## Set problem:
How many lines in the entries below contain the word "bush"? Reply with the number alone.

Segmentation data
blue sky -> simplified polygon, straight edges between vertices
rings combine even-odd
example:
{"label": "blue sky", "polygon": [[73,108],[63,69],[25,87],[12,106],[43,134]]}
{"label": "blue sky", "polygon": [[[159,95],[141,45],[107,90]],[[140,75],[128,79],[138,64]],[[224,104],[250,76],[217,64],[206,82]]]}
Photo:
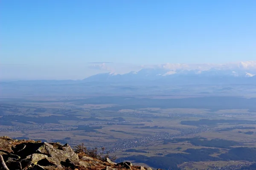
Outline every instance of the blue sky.
{"label": "blue sky", "polygon": [[256,60],[256,9],[255,0],[2,0],[0,78]]}

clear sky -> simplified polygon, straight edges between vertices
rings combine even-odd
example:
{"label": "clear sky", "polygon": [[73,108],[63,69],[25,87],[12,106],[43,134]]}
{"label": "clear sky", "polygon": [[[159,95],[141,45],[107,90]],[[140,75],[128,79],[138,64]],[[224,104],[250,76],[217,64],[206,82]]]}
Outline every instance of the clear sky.
{"label": "clear sky", "polygon": [[256,0],[2,0],[0,42],[5,79],[256,60]]}

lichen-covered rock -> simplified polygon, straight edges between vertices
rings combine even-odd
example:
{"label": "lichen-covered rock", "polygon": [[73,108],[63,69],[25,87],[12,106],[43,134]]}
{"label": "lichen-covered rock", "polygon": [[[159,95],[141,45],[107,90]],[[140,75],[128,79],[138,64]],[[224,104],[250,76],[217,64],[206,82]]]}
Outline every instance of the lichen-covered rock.
{"label": "lichen-covered rock", "polygon": [[105,168],[105,170],[117,170],[117,169],[113,168],[113,167],[107,166],[106,167],[106,168]]}
{"label": "lichen-covered rock", "polygon": [[36,164],[33,167],[31,170],[45,170],[45,169],[40,165]]}
{"label": "lichen-covered rock", "polygon": [[131,162],[125,162],[126,164],[127,164],[128,165],[129,165],[130,167],[131,167],[132,166],[132,164],[131,164]]}
{"label": "lichen-covered rock", "polygon": [[90,157],[89,156],[82,156],[81,159],[81,160],[82,160],[83,161],[93,161],[93,159],[92,158]]}
{"label": "lichen-covered rock", "polygon": [[28,167],[31,167],[32,166],[34,165],[33,162],[27,160],[21,161],[20,161],[20,164],[21,164],[21,167],[23,170],[26,169]]}
{"label": "lichen-covered rock", "polygon": [[37,164],[38,162],[48,157],[48,156],[46,155],[44,155],[40,153],[33,153],[31,155],[31,162],[34,164]]}
{"label": "lichen-covered rock", "polygon": [[140,166],[139,168],[140,170],[146,170],[144,167],[142,166]]}
{"label": "lichen-covered rock", "polygon": [[5,162],[6,164],[10,170],[21,170],[21,164],[17,159],[9,158]]}
{"label": "lichen-covered rock", "polygon": [[122,168],[131,169],[131,167],[126,163],[126,162],[119,163],[116,164],[116,166],[117,167],[120,167]]}
{"label": "lichen-covered rock", "polygon": [[64,150],[45,147],[45,149],[50,157],[47,158],[48,161],[54,164],[61,165],[61,162],[66,162],[68,159],[72,162],[79,161],[78,155],[74,152],[70,146],[62,147]]}
{"label": "lichen-covered rock", "polygon": [[106,160],[107,162],[111,164],[116,164],[116,163],[112,162],[112,161],[111,161],[111,160],[109,159],[109,158],[107,158],[107,160]]}

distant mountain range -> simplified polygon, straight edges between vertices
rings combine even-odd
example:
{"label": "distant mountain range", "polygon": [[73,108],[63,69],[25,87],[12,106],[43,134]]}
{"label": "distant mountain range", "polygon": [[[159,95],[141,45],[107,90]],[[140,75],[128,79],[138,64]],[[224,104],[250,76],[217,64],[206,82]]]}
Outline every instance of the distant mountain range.
{"label": "distant mountain range", "polygon": [[119,74],[114,73],[100,74],[83,80],[87,82],[151,82],[194,83],[218,82],[229,83],[256,82],[256,71],[244,70],[168,70],[144,68],[138,72]]}

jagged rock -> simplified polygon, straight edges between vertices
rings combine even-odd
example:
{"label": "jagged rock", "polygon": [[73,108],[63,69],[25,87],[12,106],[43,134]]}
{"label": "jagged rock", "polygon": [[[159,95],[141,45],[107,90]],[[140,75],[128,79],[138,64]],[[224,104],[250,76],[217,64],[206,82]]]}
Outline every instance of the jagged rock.
{"label": "jagged rock", "polygon": [[67,159],[72,162],[79,161],[78,155],[69,146],[62,147],[63,150],[55,149],[48,146],[46,146],[45,149],[51,156],[47,159],[49,162],[54,164],[60,165],[61,162],[65,162]]}
{"label": "jagged rock", "polygon": [[131,164],[131,162],[125,162],[126,164],[127,164],[130,167],[131,167],[132,166],[132,164]]}
{"label": "jagged rock", "polygon": [[68,159],[67,159],[65,162],[61,162],[61,164],[65,167],[70,167],[71,168],[74,168],[76,165],[77,165],[75,163],[72,162]]}
{"label": "jagged rock", "polygon": [[82,161],[79,161],[78,162],[78,165],[80,167],[83,167],[84,168],[87,168],[91,166],[90,164],[89,163],[84,162]]}
{"label": "jagged rock", "polygon": [[49,155],[48,153],[45,149],[45,147],[47,146],[49,147],[53,147],[52,145],[46,142],[29,142],[25,144],[22,143],[17,144],[15,147],[13,147],[12,149],[15,154],[18,155],[22,158],[24,158],[33,153],[42,153],[47,155]]}
{"label": "jagged rock", "polygon": [[34,164],[37,164],[38,162],[47,157],[48,157],[48,156],[46,155],[40,153],[33,153],[31,155],[31,162]]}
{"label": "jagged rock", "polygon": [[113,168],[113,167],[111,167],[108,166],[106,167],[106,168],[105,168],[105,170],[117,170],[116,168]]}
{"label": "jagged rock", "polygon": [[7,154],[9,154],[9,153],[8,152],[6,152],[5,150],[0,150],[0,155]]}
{"label": "jagged rock", "polygon": [[20,156],[19,156],[18,155],[15,155],[12,153],[9,153],[9,157],[11,158],[15,158],[15,159],[20,159]]}
{"label": "jagged rock", "polygon": [[58,170],[63,169],[63,167],[61,165],[59,165],[48,166],[46,167],[41,166],[41,167],[45,169],[45,170]]}
{"label": "jagged rock", "polygon": [[9,170],[1,155],[0,155],[0,170]]}
{"label": "jagged rock", "polygon": [[20,164],[21,164],[21,167],[22,167],[23,170],[26,169],[28,167],[32,167],[32,166],[34,165],[33,162],[26,160],[21,161],[20,162]]}
{"label": "jagged rock", "polygon": [[11,170],[21,170],[21,164],[17,159],[13,158],[8,158],[6,161],[7,167]]}
{"label": "jagged rock", "polygon": [[107,161],[107,161],[107,162],[108,162],[108,163],[109,163],[111,164],[116,164],[116,163],[112,162],[112,161],[111,161],[111,160],[110,160],[109,159],[109,158],[107,158]]}
{"label": "jagged rock", "polygon": [[83,161],[93,160],[93,159],[92,158],[86,156],[83,156],[81,158],[81,159]]}
{"label": "jagged rock", "polygon": [[45,169],[40,165],[36,164],[33,167],[31,170],[45,170]]}
{"label": "jagged rock", "polygon": [[63,147],[62,145],[58,143],[49,143],[49,144],[52,145],[53,148],[55,149],[59,149]]}
{"label": "jagged rock", "polygon": [[140,166],[139,168],[140,170],[146,170],[144,167],[142,166]]}
{"label": "jagged rock", "polygon": [[[116,166],[120,166],[121,167],[122,167],[122,168],[128,169],[131,169],[131,167],[130,166],[129,166],[129,165],[128,165],[128,164],[127,164],[127,163],[126,163],[126,162],[128,162],[119,163],[118,164],[117,164],[116,165]],[[130,163],[130,162],[129,162],[129,163]]]}
{"label": "jagged rock", "polygon": [[14,153],[21,151],[26,148],[26,145],[24,143],[12,146],[12,150]]}
{"label": "jagged rock", "polygon": [[12,151],[11,145],[9,144],[9,142],[0,138],[0,148],[1,150],[5,150],[8,153],[10,153]]}

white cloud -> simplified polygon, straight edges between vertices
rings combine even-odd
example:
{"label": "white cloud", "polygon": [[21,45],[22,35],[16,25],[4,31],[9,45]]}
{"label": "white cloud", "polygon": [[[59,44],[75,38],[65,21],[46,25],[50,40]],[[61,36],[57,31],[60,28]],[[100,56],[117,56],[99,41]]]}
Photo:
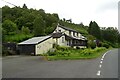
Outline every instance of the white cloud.
{"label": "white cloud", "polygon": [[[44,9],[47,13],[58,13],[60,18],[72,19],[75,23],[89,25],[95,20],[100,26],[118,26],[118,0],[6,0],[28,8]],[[0,7],[9,5],[0,1]],[[11,5],[9,5],[11,6]],[[11,6],[12,7],[12,6]]]}

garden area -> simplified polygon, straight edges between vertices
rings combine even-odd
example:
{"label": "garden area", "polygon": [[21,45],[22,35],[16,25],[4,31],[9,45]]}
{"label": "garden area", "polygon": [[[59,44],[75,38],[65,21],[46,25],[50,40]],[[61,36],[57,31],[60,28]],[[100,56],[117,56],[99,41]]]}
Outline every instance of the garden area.
{"label": "garden area", "polygon": [[110,48],[96,47],[86,49],[74,49],[71,47],[57,46],[54,50],[48,51],[46,57],[48,60],[76,60],[97,58],[108,51]]}

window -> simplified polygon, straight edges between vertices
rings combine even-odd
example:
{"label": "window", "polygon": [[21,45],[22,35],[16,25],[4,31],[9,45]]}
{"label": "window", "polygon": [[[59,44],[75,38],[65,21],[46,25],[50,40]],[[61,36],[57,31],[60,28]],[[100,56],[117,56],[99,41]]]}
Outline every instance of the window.
{"label": "window", "polygon": [[78,37],[78,33],[77,33],[77,37]]}
{"label": "window", "polygon": [[59,30],[59,32],[61,32],[61,30]]}
{"label": "window", "polygon": [[75,32],[73,32],[73,36],[75,36]]}
{"label": "window", "polygon": [[69,31],[69,35],[71,36],[71,31]]}
{"label": "window", "polygon": [[62,37],[62,43],[64,43],[65,42],[65,38],[64,37]]}

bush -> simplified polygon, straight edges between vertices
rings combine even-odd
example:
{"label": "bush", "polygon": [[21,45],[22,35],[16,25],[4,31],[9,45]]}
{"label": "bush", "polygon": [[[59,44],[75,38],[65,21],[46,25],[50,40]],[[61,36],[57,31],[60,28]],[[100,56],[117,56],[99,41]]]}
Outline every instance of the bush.
{"label": "bush", "polygon": [[94,50],[92,49],[84,49],[83,51],[81,51],[82,55],[91,55],[94,53]]}
{"label": "bush", "polygon": [[109,48],[109,44],[107,44],[107,43],[103,43],[102,46],[106,47],[107,49]]}
{"label": "bush", "polygon": [[93,42],[93,41],[89,41],[89,42],[88,42],[88,47],[94,49],[94,48],[96,48],[96,43]]}

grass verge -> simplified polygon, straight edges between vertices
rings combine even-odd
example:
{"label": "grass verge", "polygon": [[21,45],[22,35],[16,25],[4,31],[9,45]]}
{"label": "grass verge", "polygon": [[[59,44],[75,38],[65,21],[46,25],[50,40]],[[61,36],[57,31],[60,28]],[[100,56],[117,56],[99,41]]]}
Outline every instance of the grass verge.
{"label": "grass verge", "polygon": [[[84,49],[84,50],[70,50],[71,54],[68,55],[54,55],[47,56],[48,60],[78,60],[78,59],[93,59],[103,55],[109,49],[96,48],[96,49]],[[65,51],[62,51],[65,52]],[[57,53],[57,52],[56,52]]]}

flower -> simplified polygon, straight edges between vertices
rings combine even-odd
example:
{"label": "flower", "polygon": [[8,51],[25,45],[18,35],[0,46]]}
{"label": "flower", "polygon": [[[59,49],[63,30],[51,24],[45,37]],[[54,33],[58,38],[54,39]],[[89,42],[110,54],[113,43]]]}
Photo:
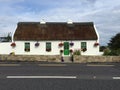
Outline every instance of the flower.
{"label": "flower", "polygon": [[96,46],[98,46],[98,45],[99,45],[99,43],[97,43],[97,42],[96,42],[96,43],[94,43],[94,46],[95,46],[95,47],[96,47]]}
{"label": "flower", "polygon": [[59,43],[59,47],[62,47],[63,46],[63,43]]}
{"label": "flower", "polygon": [[15,46],[16,46],[15,42],[11,43],[11,46],[12,46],[12,47],[15,47]]}
{"label": "flower", "polygon": [[60,53],[63,53],[63,50],[60,50]]}
{"label": "flower", "polygon": [[50,51],[51,51],[51,49],[50,49],[50,48],[46,48],[46,51],[47,51],[47,52],[50,52]]}
{"label": "flower", "polygon": [[74,45],[74,43],[73,43],[73,42],[71,42],[71,43],[70,43],[70,46],[73,46],[73,45]]}
{"label": "flower", "polygon": [[35,43],[35,46],[36,46],[36,47],[38,47],[38,46],[39,46],[39,43],[38,43],[38,42],[36,42],[36,43]]}

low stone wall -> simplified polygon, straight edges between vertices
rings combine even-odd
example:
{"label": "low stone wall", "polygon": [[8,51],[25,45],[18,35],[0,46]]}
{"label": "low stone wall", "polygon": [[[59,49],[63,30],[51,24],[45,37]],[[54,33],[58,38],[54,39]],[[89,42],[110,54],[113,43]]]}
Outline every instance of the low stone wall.
{"label": "low stone wall", "polygon": [[45,61],[45,62],[61,62],[59,55],[0,55],[0,61]]}
{"label": "low stone wall", "polygon": [[[74,63],[90,62],[120,62],[120,56],[77,56],[73,57]],[[0,55],[0,61],[45,61],[61,62],[60,55]],[[64,60],[65,61],[65,60]],[[65,61],[71,62],[71,61]]]}
{"label": "low stone wall", "polygon": [[74,56],[74,62],[120,62],[120,56]]}

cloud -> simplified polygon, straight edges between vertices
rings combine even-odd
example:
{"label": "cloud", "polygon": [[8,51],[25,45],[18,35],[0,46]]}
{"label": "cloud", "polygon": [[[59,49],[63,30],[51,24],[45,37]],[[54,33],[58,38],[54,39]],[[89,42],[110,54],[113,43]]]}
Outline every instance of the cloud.
{"label": "cloud", "polygon": [[[117,3],[116,3],[117,2]],[[120,32],[119,0],[0,0],[0,31],[14,32],[19,21],[93,21],[100,43]],[[107,35],[106,35],[107,34]]]}

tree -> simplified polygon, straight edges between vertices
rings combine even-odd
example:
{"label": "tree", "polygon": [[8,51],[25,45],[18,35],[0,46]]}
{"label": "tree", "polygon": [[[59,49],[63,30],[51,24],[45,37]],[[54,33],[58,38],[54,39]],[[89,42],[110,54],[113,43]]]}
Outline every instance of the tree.
{"label": "tree", "polygon": [[108,47],[111,50],[110,55],[120,55],[120,33],[111,38]]}

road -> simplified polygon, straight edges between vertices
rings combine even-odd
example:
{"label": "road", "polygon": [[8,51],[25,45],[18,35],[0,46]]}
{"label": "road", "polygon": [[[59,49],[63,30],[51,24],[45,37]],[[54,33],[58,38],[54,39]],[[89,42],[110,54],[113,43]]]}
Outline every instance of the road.
{"label": "road", "polygon": [[120,90],[120,63],[0,63],[0,90]]}

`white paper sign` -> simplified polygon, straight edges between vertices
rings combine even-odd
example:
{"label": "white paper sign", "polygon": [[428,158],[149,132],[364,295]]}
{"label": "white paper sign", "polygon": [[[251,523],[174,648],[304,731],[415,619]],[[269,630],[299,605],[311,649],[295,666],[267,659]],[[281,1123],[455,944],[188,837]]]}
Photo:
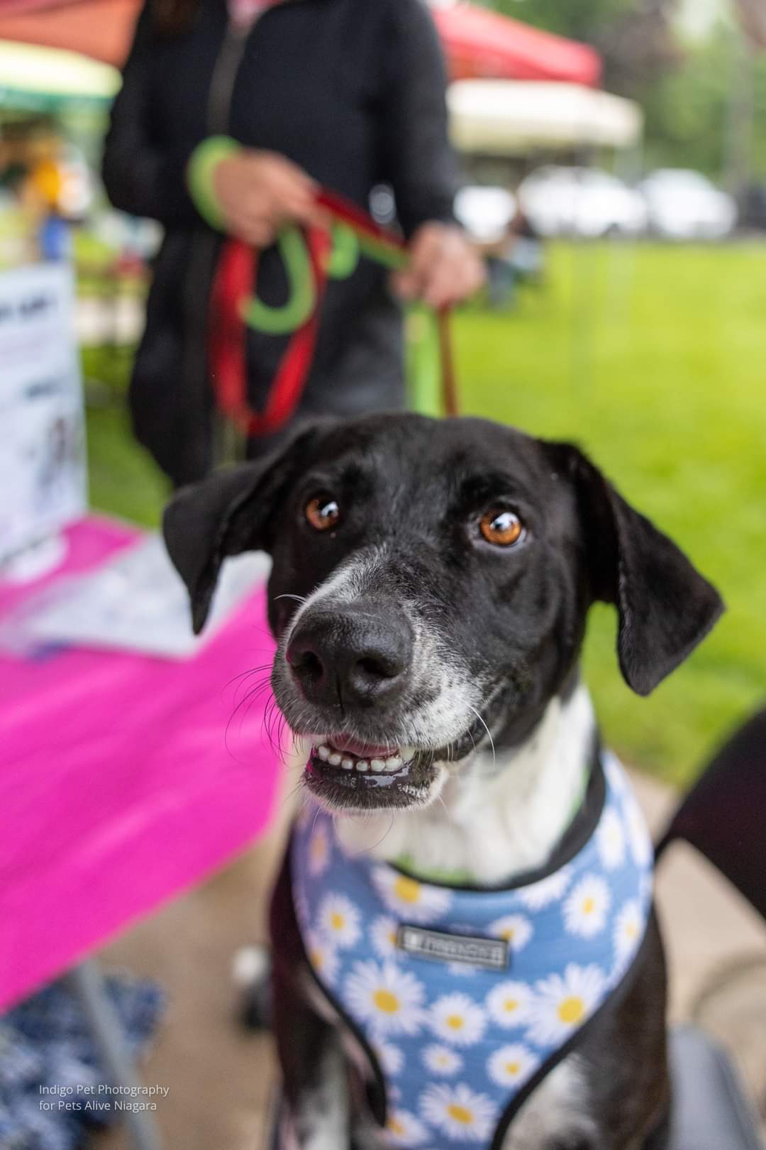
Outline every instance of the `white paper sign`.
{"label": "white paper sign", "polygon": [[0,274],[0,562],[86,507],[70,268]]}

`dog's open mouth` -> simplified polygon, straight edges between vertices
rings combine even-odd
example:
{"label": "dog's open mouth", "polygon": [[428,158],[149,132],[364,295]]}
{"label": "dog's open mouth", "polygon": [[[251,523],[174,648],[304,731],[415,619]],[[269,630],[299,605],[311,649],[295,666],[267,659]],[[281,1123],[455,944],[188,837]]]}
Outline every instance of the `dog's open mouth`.
{"label": "dog's open mouth", "polygon": [[343,735],[314,737],[305,783],[332,807],[410,806],[436,774],[432,753],[415,746],[363,743]]}

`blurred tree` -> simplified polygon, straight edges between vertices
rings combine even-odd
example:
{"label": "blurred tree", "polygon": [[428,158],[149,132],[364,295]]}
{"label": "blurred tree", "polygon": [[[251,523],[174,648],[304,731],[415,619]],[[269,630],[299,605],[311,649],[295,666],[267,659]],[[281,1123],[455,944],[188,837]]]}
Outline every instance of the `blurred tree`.
{"label": "blurred tree", "polygon": [[[689,45],[681,66],[661,77],[643,100],[647,162],[698,168],[726,182],[730,147],[732,90],[741,66],[735,31],[718,24],[702,44]],[[766,56],[752,62],[753,133],[748,141],[751,178],[766,178]]]}
{"label": "blurred tree", "polygon": [[[678,0],[482,0],[516,20],[593,44],[604,59],[604,86],[637,100],[647,114],[645,166],[697,168],[730,182],[733,90],[738,84],[733,18],[766,36],[764,0],[737,0],[728,18],[701,39],[684,39]],[[726,12],[726,8],[722,9]],[[759,17],[759,22],[757,21]],[[758,38],[755,37],[758,43]],[[766,179],[766,53],[752,61],[751,177]],[[736,98],[734,98],[736,105]],[[728,175],[728,179],[726,179]]]}

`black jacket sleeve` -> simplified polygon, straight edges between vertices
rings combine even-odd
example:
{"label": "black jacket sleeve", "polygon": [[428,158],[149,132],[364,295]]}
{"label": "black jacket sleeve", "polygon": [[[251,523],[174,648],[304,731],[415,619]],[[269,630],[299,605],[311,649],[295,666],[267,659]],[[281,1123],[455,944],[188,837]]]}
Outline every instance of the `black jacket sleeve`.
{"label": "black jacket sleeve", "polygon": [[389,0],[382,141],[386,178],[405,236],[452,221],[457,163],[447,135],[447,75],[423,0]]}
{"label": "black jacket sleeve", "polygon": [[199,220],[186,191],[185,164],[157,144],[152,131],[150,60],[154,41],[150,0],[136,25],[123,69],[123,86],[111,108],[102,177],[116,208],[164,224]]}

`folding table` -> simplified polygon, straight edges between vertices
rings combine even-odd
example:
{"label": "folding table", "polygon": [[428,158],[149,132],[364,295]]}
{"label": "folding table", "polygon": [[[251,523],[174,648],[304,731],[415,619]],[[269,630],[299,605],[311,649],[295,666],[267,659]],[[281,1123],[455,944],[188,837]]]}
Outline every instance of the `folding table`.
{"label": "folding table", "polygon": [[[0,581],[0,621],[140,532],[88,516],[65,537],[59,569]],[[119,1084],[136,1072],[88,956],[266,827],[279,769],[263,731],[268,689],[235,708],[246,673],[272,654],[263,588],[185,660],[0,653],[0,1011],[69,972]],[[155,1150],[149,1116],[125,1117],[137,1147]]]}

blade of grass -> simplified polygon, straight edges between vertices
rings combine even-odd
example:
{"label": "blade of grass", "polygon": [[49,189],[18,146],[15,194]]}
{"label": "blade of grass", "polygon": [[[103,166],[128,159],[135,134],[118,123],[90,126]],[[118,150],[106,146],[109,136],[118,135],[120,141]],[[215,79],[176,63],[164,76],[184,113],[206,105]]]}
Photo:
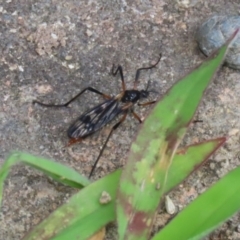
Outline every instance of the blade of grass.
{"label": "blade of grass", "polygon": [[173,156],[206,87],[224,59],[227,46],[223,46],[215,58],[208,59],[174,84],[143,123],[131,146],[119,185],[120,240],[149,237],[155,212],[169,181]]}
{"label": "blade of grass", "polygon": [[[177,154],[170,169],[170,178],[173,178],[171,183],[174,184],[167,184],[166,191],[169,191],[173,186],[185,179],[223,142],[225,142],[225,138],[211,140],[189,146]],[[192,158],[194,161],[190,161]],[[174,173],[181,165],[185,167],[181,167],[179,176],[175,177]],[[66,236],[68,236],[68,239],[87,239],[103,226],[114,221],[116,189],[120,174],[121,171],[118,170],[85,187],[74,195],[67,204],[64,204],[39,224],[24,239],[59,240],[66,239]],[[106,205],[99,203],[103,191],[106,191],[112,198],[111,202]]]}
{"label": "blade of grass", "polygon": [[240,167],[195,199],[152,240],[202,239],[240,210],[239,182]]}
{"label": "blade of grass", "polygon": [[42,157],[36,157],[28,153],[16,152],[12,153],[8,157],[0,169],[0,202],[2,202],[3,183],[10,171],[10,168],[14,164],[20,162],[32,166],[44,172],[46,175],[52,177],[56,181],[71,187],[82,188],[90,183],[87,178],[83,177],[70,167]]}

## Result of this exercise:
7